**Records for the task**
----

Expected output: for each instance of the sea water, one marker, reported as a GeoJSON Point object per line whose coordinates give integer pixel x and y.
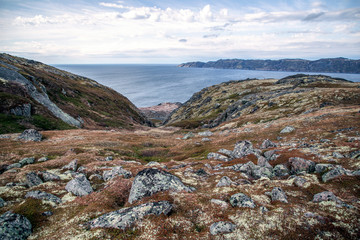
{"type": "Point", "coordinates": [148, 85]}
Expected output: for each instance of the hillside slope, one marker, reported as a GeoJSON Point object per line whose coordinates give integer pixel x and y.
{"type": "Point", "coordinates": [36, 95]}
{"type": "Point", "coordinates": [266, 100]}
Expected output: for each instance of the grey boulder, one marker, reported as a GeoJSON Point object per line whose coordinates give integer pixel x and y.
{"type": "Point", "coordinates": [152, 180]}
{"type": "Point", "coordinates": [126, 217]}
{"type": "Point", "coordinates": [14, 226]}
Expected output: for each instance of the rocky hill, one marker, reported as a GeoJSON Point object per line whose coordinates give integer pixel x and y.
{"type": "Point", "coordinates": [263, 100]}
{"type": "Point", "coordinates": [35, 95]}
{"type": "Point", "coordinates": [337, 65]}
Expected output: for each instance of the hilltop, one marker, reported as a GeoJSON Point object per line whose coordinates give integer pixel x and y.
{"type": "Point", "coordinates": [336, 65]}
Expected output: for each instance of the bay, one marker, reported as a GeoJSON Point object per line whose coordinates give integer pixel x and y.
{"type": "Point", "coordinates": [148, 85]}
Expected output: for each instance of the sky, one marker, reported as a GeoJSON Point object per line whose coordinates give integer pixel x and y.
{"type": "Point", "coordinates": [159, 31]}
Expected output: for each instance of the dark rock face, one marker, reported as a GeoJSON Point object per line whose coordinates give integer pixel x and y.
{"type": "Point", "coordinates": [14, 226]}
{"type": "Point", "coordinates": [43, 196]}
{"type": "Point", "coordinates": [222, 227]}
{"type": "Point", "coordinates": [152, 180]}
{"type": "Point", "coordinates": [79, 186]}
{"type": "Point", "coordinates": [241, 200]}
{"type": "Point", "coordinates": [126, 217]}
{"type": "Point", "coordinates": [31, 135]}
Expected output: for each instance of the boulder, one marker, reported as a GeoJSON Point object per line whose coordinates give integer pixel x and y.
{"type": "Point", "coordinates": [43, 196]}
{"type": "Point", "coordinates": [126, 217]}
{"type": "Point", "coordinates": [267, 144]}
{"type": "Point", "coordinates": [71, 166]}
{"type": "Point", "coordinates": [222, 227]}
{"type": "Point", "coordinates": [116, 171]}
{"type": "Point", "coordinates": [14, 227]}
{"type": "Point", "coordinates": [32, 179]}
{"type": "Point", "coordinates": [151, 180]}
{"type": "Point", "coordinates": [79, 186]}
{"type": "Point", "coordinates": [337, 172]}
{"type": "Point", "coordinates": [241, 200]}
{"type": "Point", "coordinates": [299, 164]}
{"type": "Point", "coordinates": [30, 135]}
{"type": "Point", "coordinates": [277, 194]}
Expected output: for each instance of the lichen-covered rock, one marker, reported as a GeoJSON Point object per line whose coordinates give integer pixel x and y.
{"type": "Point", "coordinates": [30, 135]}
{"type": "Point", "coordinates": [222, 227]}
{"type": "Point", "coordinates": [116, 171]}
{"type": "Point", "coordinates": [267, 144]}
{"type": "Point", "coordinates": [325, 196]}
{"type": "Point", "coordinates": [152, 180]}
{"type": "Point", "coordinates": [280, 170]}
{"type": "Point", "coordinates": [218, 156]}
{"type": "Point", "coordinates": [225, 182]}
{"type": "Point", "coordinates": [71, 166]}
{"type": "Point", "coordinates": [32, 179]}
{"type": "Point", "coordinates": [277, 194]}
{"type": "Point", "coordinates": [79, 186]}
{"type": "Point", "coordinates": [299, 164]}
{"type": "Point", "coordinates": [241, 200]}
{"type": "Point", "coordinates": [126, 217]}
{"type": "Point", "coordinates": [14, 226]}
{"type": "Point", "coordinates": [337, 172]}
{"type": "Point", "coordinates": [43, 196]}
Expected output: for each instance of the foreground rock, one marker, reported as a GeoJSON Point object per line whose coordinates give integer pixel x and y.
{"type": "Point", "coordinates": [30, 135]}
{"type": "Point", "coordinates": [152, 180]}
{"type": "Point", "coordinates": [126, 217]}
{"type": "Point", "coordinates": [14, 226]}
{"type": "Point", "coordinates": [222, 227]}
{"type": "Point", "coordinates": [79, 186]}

----

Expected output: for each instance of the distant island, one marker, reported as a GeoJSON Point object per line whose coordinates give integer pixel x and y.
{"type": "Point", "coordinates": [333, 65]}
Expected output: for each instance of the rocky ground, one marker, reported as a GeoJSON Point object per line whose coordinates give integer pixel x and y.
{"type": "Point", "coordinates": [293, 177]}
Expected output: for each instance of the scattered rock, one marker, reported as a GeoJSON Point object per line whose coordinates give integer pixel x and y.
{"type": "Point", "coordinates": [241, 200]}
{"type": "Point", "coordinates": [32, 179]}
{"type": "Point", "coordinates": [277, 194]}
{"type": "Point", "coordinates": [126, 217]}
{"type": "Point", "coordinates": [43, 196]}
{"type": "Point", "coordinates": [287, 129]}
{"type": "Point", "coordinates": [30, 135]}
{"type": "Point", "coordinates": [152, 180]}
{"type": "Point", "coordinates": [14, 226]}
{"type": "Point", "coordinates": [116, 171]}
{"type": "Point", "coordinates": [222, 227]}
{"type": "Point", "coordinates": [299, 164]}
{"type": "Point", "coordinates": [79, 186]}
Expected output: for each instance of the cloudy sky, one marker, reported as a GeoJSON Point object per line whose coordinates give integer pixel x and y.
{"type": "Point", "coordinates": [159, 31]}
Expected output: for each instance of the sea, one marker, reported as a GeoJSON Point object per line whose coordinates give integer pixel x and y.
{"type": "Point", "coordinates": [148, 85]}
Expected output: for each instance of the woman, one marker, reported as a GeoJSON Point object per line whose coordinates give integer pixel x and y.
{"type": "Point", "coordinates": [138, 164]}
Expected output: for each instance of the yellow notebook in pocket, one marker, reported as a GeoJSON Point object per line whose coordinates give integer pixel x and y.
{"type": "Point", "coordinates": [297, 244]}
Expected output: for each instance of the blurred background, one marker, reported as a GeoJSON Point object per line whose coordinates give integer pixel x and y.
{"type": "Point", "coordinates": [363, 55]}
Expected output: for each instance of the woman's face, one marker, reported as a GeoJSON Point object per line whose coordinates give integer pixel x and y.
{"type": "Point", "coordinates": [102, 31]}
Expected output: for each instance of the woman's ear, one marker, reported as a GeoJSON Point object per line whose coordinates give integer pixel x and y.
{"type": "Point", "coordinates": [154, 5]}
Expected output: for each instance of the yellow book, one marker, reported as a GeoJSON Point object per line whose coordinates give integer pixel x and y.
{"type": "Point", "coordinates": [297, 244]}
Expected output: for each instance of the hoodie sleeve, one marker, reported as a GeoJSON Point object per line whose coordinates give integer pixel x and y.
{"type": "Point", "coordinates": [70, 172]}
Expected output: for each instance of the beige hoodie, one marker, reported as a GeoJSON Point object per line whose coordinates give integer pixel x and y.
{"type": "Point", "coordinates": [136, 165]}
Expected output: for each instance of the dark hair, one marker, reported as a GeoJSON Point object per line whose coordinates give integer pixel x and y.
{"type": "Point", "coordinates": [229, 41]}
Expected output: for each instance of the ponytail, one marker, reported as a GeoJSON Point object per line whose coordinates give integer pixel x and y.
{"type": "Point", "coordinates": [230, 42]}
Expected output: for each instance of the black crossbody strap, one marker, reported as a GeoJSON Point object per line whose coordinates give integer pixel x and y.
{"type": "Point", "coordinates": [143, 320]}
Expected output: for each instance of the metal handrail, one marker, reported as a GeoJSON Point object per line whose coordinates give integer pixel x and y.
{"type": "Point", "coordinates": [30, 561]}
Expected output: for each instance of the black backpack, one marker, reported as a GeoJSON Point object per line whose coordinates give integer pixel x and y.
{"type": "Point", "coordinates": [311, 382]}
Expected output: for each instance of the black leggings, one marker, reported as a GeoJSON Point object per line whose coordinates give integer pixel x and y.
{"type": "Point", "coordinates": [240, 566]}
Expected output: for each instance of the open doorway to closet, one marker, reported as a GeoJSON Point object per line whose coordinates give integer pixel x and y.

----

**Direction**
Copy out every line of the data above that contains the word "dark".

**Response to the exercise**
Expected output: for each instance of the dark rock face, one marker, reported as a GeoJSON Point object per line whose coordinates give integer pixel x and y.
Expected output: for each instance of the dark hair, one marker, reported as a GeoJSON Point object per line whose coordinates give integer pixel x and y.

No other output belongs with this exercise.